• [Experimente]: Segundo o texto sobre comunicação, o que ainda faz bastante falta como ferramenta de aproximação?

• [Trecho do texto]:
Você vê ou sabe uma coisa e decide, seja por pressão, vergonha ou decisão não a contar. Quem descobre e aponta isso não é mentiroso, nem injusto ou cruel. É apenas quem aponta. Mas, em defesa desse algo impreciso que é a percepção da justiça ou injustiça, aparecem culpas e culpados, julgamentos e castigos.
Assim, de detalhe em detalhe, quando você procura pela verdade, pela comunicação do fato, acaba sendo arremessado para a desinformação da informação, para a verdade percebida e não a factual. Isso é o mundo. Temos ferramentas poderosas de comunicação, mas também temos medo de comunicar nossas fraquezas através dela. Para esconde-las, apontamos, criamos e guarnecemos nossas imaginações com as fraquezas que interpretamos que as outras pessoas têm porque afinal, devem ter.
Por aquilo que deve ser terrível - embora não saibamos, não tenhamos nenhuma informação concreta - destruímos caminhos retos de comunicação. E um caminho reto não precisa ser florido – precisa ser seguro, embora apontando sol e chuva no horizonte. Porque errar é totalmente humano. Mas não admitir que errou, vendo o erro na sua frente e o justificando, fugindo dele e acusando, metralhando, matando com 38 tiros, é coronelista e facebookiano.
Uma desculpa sincera, ainda faz bastante falta como ferramenta de aproximação.
Ana Ribeiro, diretora de cinema, teatro e TV
Tanto a dizer...mas será que me vão entender? Será que vou conseguir comunicar o que desejo comunicar? Que o que vou comunicar tem interesse? É útil?
Talvez seja onde os povos são mais diferentes, a comunicação. As palavras até podem ser as mesmas, mas o significado, a importância, o momento em que são ditas, é totalmente diferente. Totalmente. E faz toda a diferença. Visitar os países em turismo, em viagem de negócios, para estudar, não são momentos complicados. Chegam a ser até engraçados, curiosos e ficam para a história de vida das pessoas. Memórias inesquecíveis para contar aos netos. Mas, se vai viver para outro país, prepare-se, porque na maior parte das vezes, os problemas de comunicação não serão engraçados. Serão muito complicados. Serão despesas. Serão problemas. Serão dores. Serão mágoas. Serão desilusões. Mudarão a sua visão dos lugares, das pessoas. Uma enorme pena. Médicos num país sendo pedreiros noutro, médicas num país sendo empregadas de limpeza noutro. Eu me pergunto até quando vamos deixar a burocracia nos engolir, nos esmagar. Até sermos nós os que somos esmagados? A burocracia transmite uma comunicação dura, injusta, degradante, excludente. A burocracia de uns choca com a burocracia de outros. Resultado? O ser humano fica com máquinas burocráticas para resolver. Uma máquina em cada país. Uma completa loucura.

Registros salvos
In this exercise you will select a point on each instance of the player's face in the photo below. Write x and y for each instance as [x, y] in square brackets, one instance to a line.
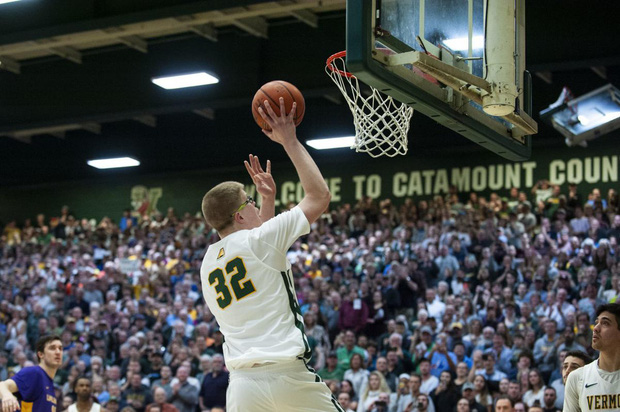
[249, 211]
[52, 354]
[82, 387]
[606, 332]
[570, 364]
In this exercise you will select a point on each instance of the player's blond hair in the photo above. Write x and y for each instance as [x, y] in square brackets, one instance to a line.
[219, 204]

• [Solução]: Uma desculpa sincera.